Write the next part of the news article below on the defense authorization deal, picking up after its final sentence.

> _GIVEN PASSAGE_
□ □ □ □ □ □ □

ARTICLE BY JOE GOULD | defensenews.com

A formation of F-35A Lightning IIs, from the 388th and 419th Fighter Wings, fly over the Utah Test and Training Range as part of a combat power exercise on Nov. 19, 2018. (U.S. Air Force photo by Staff Sgt. Andrew Lee)
A formation of F-35A Lightning IIs, from the 388th and 419th Fighter Wings, fly over the Utah Test and Training Range as part of a combat power exercise on Nov. 19, 2018. (U.S. Air Force photo by Staff Sgt. Andrew Lee)

WASHINGTON ― Lawmakers involved in annual defense authorization negotiations finalized a sweeping deal late Monday that creates a new Space Force among other policies, but it dropped contentious border wall restrictions and several other provisions favored by progressives.

□ □ □ □ □ □ □

> _ENTRIES PROVIDED_
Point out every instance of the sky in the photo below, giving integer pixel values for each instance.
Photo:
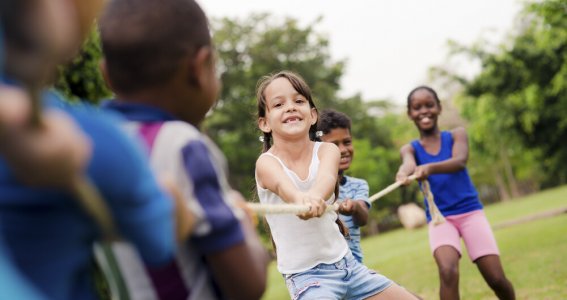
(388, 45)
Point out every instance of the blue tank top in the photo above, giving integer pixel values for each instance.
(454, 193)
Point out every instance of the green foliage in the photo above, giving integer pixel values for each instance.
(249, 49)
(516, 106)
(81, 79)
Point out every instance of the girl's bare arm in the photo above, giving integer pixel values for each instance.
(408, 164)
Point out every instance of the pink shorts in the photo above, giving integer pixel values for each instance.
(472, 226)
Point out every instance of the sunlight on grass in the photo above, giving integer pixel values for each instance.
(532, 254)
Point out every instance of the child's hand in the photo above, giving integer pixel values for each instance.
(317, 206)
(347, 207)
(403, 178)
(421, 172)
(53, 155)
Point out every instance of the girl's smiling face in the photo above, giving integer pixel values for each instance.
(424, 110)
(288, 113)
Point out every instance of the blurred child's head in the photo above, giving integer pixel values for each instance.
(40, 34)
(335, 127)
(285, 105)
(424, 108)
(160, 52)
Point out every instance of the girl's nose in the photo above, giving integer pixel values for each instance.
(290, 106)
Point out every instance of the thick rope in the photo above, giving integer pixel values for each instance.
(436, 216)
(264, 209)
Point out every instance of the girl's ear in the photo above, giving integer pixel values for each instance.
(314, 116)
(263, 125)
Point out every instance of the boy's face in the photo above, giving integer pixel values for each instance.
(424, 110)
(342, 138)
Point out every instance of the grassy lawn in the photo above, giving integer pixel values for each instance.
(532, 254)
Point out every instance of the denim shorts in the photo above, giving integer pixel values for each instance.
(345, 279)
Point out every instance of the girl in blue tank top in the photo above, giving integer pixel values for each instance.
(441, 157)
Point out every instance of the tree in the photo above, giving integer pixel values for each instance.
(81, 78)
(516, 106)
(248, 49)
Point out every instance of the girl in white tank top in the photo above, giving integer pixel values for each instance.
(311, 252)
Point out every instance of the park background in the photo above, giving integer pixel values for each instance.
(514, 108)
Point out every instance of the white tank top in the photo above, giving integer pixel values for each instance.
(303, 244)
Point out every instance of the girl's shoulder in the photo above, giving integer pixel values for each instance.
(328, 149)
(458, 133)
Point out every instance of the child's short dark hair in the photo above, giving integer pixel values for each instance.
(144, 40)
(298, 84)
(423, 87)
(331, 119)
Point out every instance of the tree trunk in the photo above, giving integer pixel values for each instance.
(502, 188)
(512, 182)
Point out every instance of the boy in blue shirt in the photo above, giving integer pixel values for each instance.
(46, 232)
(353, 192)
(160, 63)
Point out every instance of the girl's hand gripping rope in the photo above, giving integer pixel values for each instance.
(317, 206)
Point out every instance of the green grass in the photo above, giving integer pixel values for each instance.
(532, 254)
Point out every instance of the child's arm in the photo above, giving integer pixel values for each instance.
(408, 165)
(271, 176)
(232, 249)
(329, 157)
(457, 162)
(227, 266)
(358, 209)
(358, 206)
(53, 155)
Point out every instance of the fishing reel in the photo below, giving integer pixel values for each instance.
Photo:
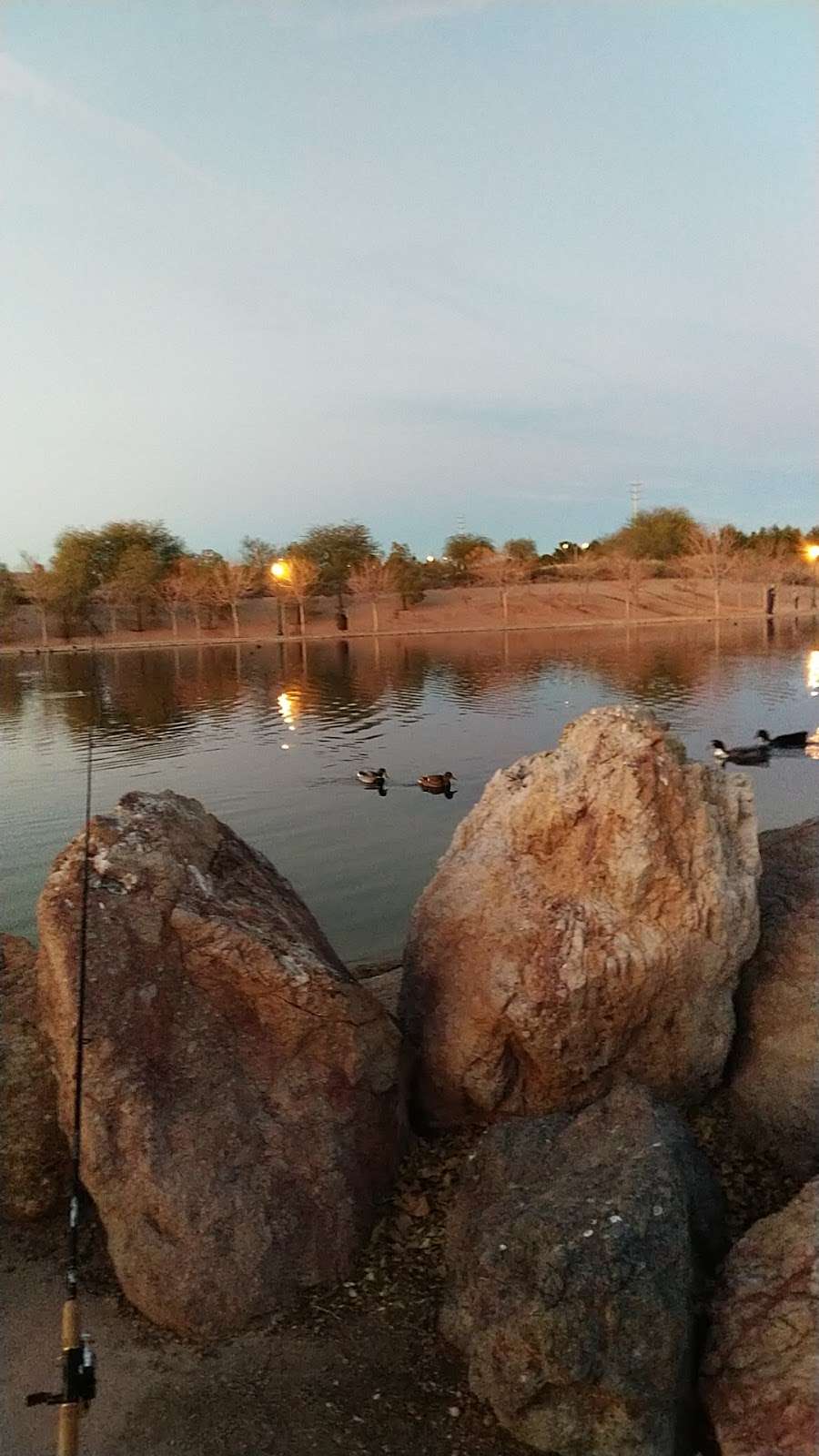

□ □ □ □ □ □ □

> _RESPONSE TO THIS TASK_
The 3,488-page compromise bill, which supports $738 billion in defense spending for 2020, left out limits on the border wall, low-yield nuclear weapons and the president’s authorization to wage war on Iran. However, Democratic leaders did win ― in exchange for the Space Force ― an agreement for 12 weeks of paid parental leave to millions of federal workers, which could give some House Democrats otherwise opposed to the large defense bill a reason to vote for it.

The agreement caps months of negotiations made unusually complex because Democrats control the House and Republicans the Senate. The House is expected to vote as soon as Wednesday, as Congress has only a few days to pass the bill before the House’s Christmas recess begins Thursday afternoon. President Donald Trump is expected to sign the bill into law.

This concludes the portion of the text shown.